▶ _WORK INSTRUCTION_
Copy out the entries below exactly as they stand, but only from the line containing "like [980, 128]." through the line containing "like [756, 17].".

▶ _RECORDS FOR THE EXERCISE_
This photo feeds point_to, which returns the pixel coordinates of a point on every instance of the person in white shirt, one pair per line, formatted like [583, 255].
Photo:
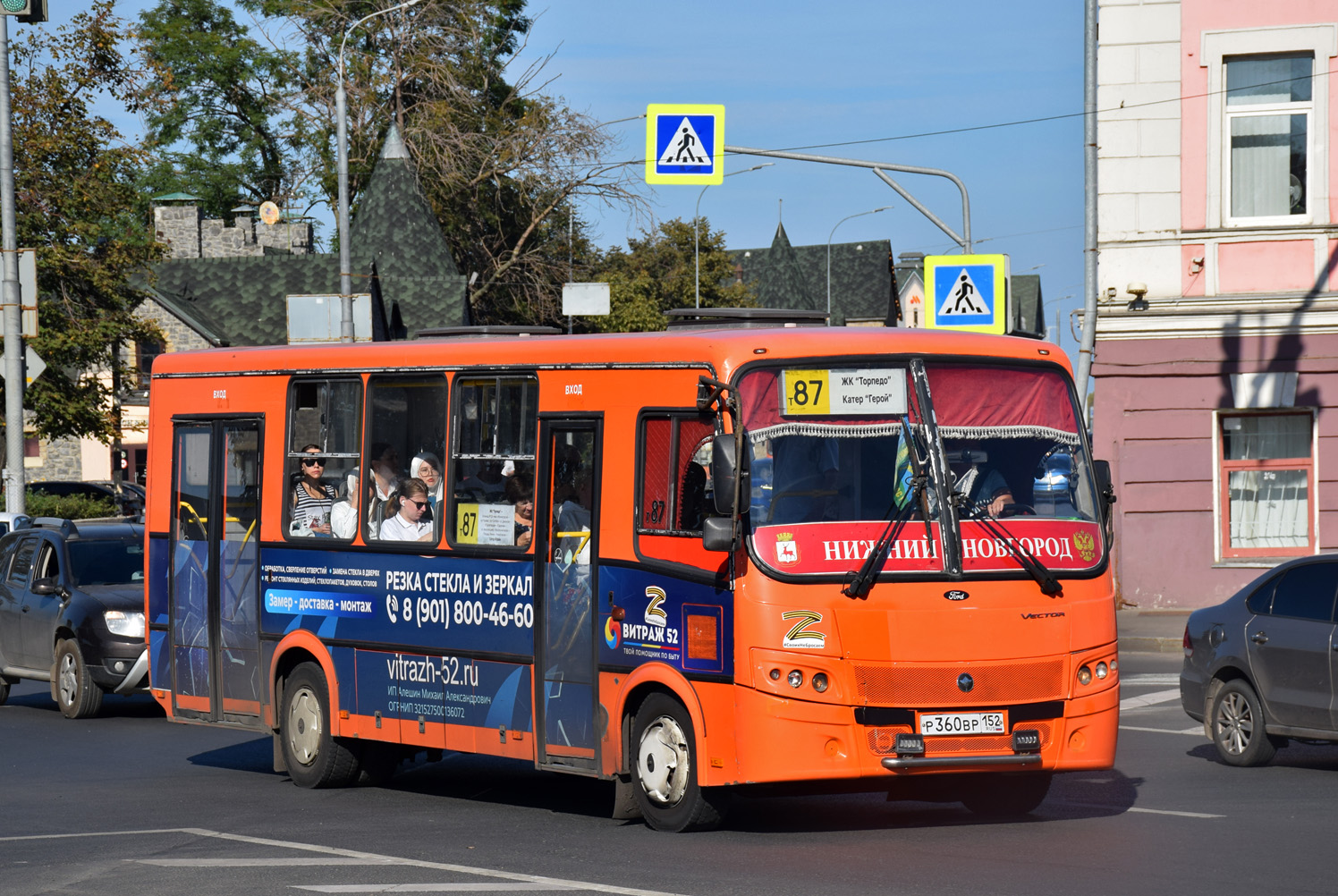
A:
[404, 514]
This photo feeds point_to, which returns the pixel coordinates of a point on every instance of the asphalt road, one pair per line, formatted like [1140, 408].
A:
[129, 804]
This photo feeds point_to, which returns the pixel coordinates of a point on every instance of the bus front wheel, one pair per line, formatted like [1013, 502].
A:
[315, 758]
[665, 771]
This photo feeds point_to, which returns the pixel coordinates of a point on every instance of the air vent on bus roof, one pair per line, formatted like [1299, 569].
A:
[743, 317]
[466, 332]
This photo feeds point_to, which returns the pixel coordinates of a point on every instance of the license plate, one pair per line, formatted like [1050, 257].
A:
[962, 723]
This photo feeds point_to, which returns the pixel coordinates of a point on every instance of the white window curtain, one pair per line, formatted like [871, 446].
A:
[1270, 509]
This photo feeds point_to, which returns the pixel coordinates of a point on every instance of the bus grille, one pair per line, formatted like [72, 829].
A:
[882, 741]
[936, 686]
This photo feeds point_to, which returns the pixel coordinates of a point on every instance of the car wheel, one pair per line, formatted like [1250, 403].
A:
[1006, 795]
[1238, 725]
[77, 694]
[315, 758]
[665, 771]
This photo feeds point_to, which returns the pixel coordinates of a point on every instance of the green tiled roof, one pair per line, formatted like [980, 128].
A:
[241, 301]
[795, 277]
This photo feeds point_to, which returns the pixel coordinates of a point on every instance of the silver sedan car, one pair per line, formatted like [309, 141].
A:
[1259, 666]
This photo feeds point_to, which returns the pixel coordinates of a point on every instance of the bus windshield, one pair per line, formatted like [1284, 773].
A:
[836, 452]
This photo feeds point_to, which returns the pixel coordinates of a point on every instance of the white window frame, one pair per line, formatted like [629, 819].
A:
[1218, 46]
[1224, 554]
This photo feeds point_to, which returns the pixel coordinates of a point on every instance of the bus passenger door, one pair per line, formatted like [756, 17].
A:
[566, 583]
[213, 587]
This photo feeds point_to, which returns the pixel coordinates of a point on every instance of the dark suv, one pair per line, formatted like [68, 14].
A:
[72, 610]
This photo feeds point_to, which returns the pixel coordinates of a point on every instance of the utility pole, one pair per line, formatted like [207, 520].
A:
[15, 498]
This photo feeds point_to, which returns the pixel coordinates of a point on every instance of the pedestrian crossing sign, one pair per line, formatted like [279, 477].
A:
[685, 143]
[966, 293]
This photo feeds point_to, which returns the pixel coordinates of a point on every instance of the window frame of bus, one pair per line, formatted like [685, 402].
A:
[673, 545]
[294, 452]
[529, 410]
[418, 377]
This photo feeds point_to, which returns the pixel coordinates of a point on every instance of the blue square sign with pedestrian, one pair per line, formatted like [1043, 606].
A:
[966, 293]
[685, 143]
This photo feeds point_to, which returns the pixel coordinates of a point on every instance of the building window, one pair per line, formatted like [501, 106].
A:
[1266, 474]
[1268, 107]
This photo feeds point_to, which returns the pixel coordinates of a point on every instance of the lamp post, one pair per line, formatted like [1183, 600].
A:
[345, 275]
[871, 212]
[696, 230]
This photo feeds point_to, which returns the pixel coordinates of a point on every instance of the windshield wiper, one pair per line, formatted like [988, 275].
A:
[863, 578]
[1021, 553]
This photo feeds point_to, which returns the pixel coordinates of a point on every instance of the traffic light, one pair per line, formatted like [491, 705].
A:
[27, 11]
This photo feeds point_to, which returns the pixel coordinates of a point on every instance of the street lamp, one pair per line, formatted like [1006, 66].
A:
[696, 230]
[871, 212]
[345, 275]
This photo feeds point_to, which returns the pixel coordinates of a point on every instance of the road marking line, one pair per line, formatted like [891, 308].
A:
[429, 888]
[1171, 812]
[1149, 699]
[1197, 729]
[256, 863]
[1152, 678]
[369, 858]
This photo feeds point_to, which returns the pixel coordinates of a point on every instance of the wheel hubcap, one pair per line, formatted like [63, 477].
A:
[663, 761]
[69, 682]
[304, 726]
[1235, 723]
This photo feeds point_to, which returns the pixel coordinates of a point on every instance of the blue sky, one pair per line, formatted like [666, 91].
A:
[796, 74]
[800, 74]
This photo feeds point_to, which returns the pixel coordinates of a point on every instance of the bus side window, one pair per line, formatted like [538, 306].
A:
[674, 485]
[324, 431]
[495, 428]
[406, 424]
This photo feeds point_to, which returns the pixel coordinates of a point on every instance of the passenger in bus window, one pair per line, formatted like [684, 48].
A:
[404, 514]
[385, 474]
[428, 469]
[312, 498]
[520, 494]
[344, 514]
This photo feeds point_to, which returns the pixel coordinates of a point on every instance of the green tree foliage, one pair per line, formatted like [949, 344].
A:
[80, 207]
[217, 114]
[498, 158]
[658, 272]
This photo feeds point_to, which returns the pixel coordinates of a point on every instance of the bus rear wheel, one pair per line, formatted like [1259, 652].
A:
[315, 758]
[665, 769]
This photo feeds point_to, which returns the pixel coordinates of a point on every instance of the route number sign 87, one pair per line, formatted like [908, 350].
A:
[806, 392]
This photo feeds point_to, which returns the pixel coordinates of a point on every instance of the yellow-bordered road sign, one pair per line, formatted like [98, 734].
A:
[685, 143]
[966, 293]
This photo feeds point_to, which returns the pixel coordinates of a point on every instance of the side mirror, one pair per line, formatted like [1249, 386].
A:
[724, 471]
[717, 532]
[50, 585]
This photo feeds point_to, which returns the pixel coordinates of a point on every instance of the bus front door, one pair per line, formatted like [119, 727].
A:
[566, 571]
[213, 587]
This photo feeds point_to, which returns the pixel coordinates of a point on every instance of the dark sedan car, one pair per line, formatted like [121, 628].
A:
[72, 610]
[1259, 668]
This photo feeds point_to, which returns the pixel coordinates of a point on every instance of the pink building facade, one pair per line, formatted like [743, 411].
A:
[1216, 360]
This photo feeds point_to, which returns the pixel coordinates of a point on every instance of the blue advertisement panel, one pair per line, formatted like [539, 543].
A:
[434, 602]
[455, 690]
[682, 623]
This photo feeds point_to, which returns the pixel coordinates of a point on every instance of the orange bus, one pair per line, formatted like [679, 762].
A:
[736, 553]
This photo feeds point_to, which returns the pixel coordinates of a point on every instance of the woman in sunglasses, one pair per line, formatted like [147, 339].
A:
[312, 498]
[404, 514]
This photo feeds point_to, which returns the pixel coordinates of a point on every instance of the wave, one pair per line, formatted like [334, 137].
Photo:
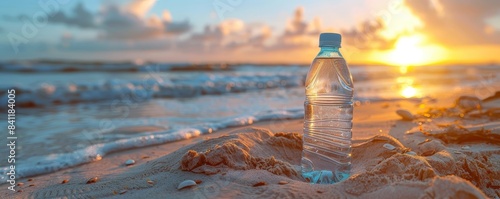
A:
[53, 162]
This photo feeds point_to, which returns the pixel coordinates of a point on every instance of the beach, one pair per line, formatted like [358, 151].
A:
[446, 149]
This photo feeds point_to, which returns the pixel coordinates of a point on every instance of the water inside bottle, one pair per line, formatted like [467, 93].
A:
[328, 107]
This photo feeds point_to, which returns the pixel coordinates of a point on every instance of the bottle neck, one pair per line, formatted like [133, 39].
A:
[329, 51]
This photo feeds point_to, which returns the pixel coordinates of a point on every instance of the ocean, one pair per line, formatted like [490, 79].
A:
[73, 113]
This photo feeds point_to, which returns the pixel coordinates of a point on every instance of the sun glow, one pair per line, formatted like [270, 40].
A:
[411, 51]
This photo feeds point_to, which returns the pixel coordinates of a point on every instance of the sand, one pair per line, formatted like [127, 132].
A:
[444, 152]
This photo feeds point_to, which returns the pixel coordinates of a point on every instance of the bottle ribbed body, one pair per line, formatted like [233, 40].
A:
[326, 155]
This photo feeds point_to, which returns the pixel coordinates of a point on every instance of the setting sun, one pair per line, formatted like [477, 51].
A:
[411, 51]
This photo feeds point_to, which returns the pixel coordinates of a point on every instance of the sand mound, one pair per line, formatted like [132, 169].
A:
[233, 165]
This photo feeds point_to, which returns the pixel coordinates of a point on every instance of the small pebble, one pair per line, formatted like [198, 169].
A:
[283, 182]
[405, 115]
[92, 180]
[129, 162]
[186, 183]
[389, 146]
[258, 184]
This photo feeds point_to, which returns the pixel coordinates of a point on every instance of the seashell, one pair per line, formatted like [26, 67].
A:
[258, 184]
[129, 162]
[389, 146]
[405, 115]
[186, 183]
[468, 103]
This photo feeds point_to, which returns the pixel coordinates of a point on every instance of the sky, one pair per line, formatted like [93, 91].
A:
[388, 32]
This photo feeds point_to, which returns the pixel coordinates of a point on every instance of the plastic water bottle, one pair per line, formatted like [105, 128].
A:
[326, 155]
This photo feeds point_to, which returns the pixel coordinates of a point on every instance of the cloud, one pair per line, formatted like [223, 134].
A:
[457, 22]
[230, 34]
[299, 33]
[127, 23]
[117, 22]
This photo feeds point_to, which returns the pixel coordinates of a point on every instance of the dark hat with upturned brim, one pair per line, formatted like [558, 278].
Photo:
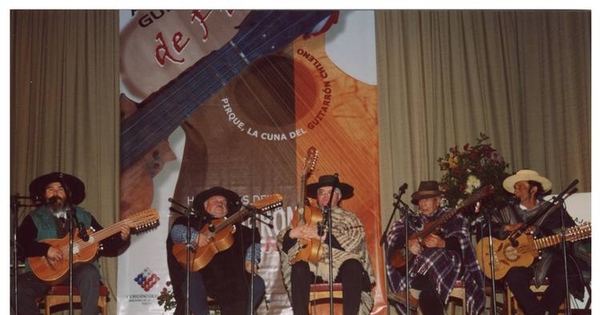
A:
[73, 186]
[233, 199]
[329, 180]
[427, 189]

▶ _ANSWER FOR THIS EXERCISE_
This photo feeds point_to, which returns the pixel coordinates of a point on every instance of the green tiled roof, one pair per line, formatted like [980, 128].
A:
[241, 301]
[795, 277]
This photo feeds point_to, which returns the pixel coordinates of a point on every instance of the silver sedan car, one pair per line, formatted like [309, 141].
A:
[1259, 666]
This photo feeds point_to, which returns the pixel coordinates of a point on every instance of the bus windshield, one pair per line, formatted like [1284, 773].
A:
[836, 452]
This photo feeds point_to, which returns the pixel coordinates of a point on every instance of the white window frame, one pair per line, formatted like [629, 819].
A:
[1218, 46]
[1224, 554]
This photo feeds point_to, which returns the pixel coordinates of a point on every instance of the bus passenger door, one pair per line, formatted like [756, 17].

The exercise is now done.